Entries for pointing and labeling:
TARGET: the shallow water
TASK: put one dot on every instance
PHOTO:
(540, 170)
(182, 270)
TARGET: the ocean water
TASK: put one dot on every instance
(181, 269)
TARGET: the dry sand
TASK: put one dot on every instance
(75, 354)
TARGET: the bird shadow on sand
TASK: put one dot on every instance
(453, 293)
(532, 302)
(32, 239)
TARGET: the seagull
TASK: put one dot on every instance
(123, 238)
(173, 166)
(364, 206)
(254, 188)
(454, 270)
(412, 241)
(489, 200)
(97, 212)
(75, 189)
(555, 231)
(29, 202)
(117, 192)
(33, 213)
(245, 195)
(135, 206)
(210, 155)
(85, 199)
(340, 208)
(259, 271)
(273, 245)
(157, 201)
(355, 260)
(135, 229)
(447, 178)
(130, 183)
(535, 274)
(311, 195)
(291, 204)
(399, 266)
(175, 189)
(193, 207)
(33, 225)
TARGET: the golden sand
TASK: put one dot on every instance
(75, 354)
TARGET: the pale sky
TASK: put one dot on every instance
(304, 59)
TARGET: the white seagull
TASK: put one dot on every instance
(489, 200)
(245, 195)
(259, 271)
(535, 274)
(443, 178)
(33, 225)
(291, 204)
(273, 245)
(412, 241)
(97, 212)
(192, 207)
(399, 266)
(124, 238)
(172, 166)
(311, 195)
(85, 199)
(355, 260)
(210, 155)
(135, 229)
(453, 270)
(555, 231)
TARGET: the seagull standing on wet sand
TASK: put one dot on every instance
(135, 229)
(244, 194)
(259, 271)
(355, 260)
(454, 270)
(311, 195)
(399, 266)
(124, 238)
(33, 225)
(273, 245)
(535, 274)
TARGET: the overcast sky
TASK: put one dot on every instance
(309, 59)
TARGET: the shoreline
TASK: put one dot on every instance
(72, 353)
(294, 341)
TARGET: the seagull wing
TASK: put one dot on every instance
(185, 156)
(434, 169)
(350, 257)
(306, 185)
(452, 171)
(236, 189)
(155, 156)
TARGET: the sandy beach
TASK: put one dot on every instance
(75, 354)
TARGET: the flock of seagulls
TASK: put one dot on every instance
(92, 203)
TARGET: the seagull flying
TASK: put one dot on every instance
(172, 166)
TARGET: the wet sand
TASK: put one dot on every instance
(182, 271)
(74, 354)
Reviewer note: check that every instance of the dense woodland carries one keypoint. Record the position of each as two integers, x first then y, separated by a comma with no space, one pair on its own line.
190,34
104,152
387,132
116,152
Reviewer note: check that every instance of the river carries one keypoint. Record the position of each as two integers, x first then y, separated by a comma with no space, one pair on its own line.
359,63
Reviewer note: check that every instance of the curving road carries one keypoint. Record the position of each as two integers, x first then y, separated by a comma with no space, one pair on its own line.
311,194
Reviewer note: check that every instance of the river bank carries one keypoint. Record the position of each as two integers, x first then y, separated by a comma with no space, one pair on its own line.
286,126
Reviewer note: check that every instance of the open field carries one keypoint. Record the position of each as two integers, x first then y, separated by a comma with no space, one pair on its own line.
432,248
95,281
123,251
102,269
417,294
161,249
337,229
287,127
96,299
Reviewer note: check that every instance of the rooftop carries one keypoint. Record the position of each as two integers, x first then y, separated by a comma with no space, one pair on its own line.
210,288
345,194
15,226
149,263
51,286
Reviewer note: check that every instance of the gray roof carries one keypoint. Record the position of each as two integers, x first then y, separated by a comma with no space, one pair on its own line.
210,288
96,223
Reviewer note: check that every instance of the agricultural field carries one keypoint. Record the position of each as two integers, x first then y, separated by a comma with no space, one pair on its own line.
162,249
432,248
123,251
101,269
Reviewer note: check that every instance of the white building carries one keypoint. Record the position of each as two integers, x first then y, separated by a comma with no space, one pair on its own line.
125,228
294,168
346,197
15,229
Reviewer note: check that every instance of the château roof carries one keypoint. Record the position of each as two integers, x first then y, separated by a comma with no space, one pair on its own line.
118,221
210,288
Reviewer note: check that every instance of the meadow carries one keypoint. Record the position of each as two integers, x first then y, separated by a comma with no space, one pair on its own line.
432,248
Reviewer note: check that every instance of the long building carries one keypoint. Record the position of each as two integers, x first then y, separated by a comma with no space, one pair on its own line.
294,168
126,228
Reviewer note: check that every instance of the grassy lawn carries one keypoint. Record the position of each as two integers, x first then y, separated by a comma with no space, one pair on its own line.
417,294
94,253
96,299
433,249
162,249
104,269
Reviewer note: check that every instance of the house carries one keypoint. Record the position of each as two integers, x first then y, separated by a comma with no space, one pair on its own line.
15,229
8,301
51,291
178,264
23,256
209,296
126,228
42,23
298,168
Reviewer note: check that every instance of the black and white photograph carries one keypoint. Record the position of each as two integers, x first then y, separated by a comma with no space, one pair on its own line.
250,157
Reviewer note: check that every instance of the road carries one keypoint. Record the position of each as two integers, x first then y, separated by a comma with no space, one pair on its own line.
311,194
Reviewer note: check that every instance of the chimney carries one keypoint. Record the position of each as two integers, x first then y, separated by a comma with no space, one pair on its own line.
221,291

#### Work to complete
Write out the entire listing above line for line, changing nothing.

#### Complete response
TARGET: the shallow water
TASK: put one dot on every instance
PHOTO:
(540, 170)
(182, 270)
TARGET: the ocean water
TASK: put one dot on every instance
(181, 269)
TARGET: the dry sand
TASK: put one dot on every instance
(75, 354)
TARGET: the bird shadow on sand
TASK: put one dot on every instance
(453, 293)
(532, 302)
(32, 239)
TARGET: the seagull
TASK: put one dot on every instance
(123, 238)
(173, 166)
(364, 206)
(254, 188)
(454, 270)
(412, 241)
(489, 200)
(97, 212)
(75, 189)
(555, 231)
(29, 202)
(117, 192)
(33, 213)
(245, 195)
(135, 206)
(210, 155)
(85, 199)
(340, 208)
(259, 271)
(273, 245)
(157, 201)
(355, 260)
(135, 229)
(447, 178)
(130, 183)
(535, 274)
(311, 195)
(291, 204)
(399, 266)
(175, 189)
(193, 207)
(33, 225)
TARGET: the golden sand
TASK: put one dot on every instance
(75, 354)
TARGET: the pale sky
TASK: put one dot on every instance
(304, 59)
TARGET: the white seagull
TASK: put one dot on every instance
(489, 200)
(245, 195)
(259, 271)
(535, 274)
(443, 178)
(33, 225)
(291, 204)
(273, 245)
(412, 241)
(97, 212)
(192, 207)
(399, 266)
(124, 238)
(172, 166)
(311, 195)
(85, 199)
(355, 260)
(210, 155)
(135, 229)
(453, 270)
(555, 231)
TARGET: the seagull standing on wet sand
TASK: put one dot on every instance
(135, 229)
(244, 194)
(259, 271)
(355, 260)
(454, 270)
(311, 195)
(399, 266)
(124, 238)
(33, 225)
(273, 245)
(535, 274)
TARGET: the overcast sky
TASK: put one dot on every instance
(309, 59)
TARGET: the shoreline
TASK: put one dot on every instance
(72, 353)
(294, 341)
TARGET: the seagull wing
TASK: put one dot on every instance
(185, 156)
(434, 169)
(350, 257)
(306, 185)
(452, 171)
(236, 189)
(155, 156)
TARGET: the sandy beach
TASK: put one dot on every instance
(75, 354)
TARGET: the flock of seagulls
TASK: put one dot on every instance
(92, 203)
TARGET: the seagull flying
TASK: put one dot on every instance
(172, 166)
TARGET: the wet sand
TASK: put one dot on every instance
(182, 271)
(74, 354)
Reviewer note: check that every instance of the dense woodland carries one keypoint. Record the position of each as two integers, x first then y, separated by a comma with no space, one pair on its own line.
190,34
104,152
387,132
116,152
Reviewer note: check that every instance of the river carries one keypoint. Record the position of each as two integers, x first then y, separated by a comma with no space, one pair on its own line.
359,63
Reviewer note: check that every instance of the curving road carries one keypoint. Record the position of each as two integers, x first then y, separated by a comma with no space, one pair on its own line.
311,194
Reviewer note: check that every instance of the river bank carries one keypoint. Record the position of each as two integers, x first then y, separated by a comma with no space, one pair on its own line.
286,126
Reviewer note: check that every instance of the open field carries one keypoint. Record the position of each as two integers, x first then y, separated by a comma with no space, one pair on its own line.
432,248
95,281
123,251
102,269
417,294
161,249
337,229
287,127
96,299
Reviewer note: check that every instance of the rooftop carries one keypoint. Record the position of each as two integers, x first then y, separated by a comma with no space, one pair on its own line.
210,288
345,194
15,226
149,263
51,286
Reviewer note: check that every instance of the gray roof carries one keypoint. Record the position of each as two integers, x first then y, separated by a comma with no space, one pair on its own line.
210,288
96,223
Reviewer note: check that every instance of the agricultural field carries one keypoint. Record the position of each as two integers, x first then y, separated by a comma with no space, one pair on its own line.
162,249
432,248
123,251
101,269
Reviewer note: check that every instance of the white building carries one keypoint. Record the position of each as two integers, x first then y, separated by a comma with no space, one pair on its own line.
125,228
294,168
346,197
15,229
Reviewer note: check that every instance of the château roof carries one keypoint. Record the position of each as two integers, x first then y, separated by a comma with no space, one pair on its own line.
118,221
210,288
Reviewer note: check that every instance of the meadow carries one keypoint. Record the position of each as two integers, x first then y, separated by a comma with no space, one pair on its own line.
432,248
Reviewer note: check that every instance of the long building carries one keypoint. Record the position of each as two integers, x first then y, separated by a comma with no space, one pair on its own line.
294,168
126,228
Reviewer note: check that every instance of the grassy lawn carries one keypoint. Record the position of each as two integers, x first then y, separated by a comma with no space, one pair on its own line.
417,294
94,253
96,299
433,249
162,249
104,269
Reviewer note: check that every instance of the house carries one keypoint. Record the position of each as two integers, x first then y, separated by a comma with no space, one pair on its own line.
15,229
8,301
51,291
178,264
23,256
209,296
126,228
42,23
298,168
Reviewer note: check that every instance of the black and white photograph carries one keypoint. Record the position of each as two integers, x first then y, separated by a comma with no space, one pair on its own line.
250,157
Reviewer note: check that every instance of the road carries one keypoint. Record the position of each as two integers, x first then y, separated by a comma with no space, one pair on its own line.
311,194
Reviewer note: check that every instance of the chimney carries one keypoint. Record the position of each as two integers, x first then y, separated by a comma with no space, one pair on its own line.
221,291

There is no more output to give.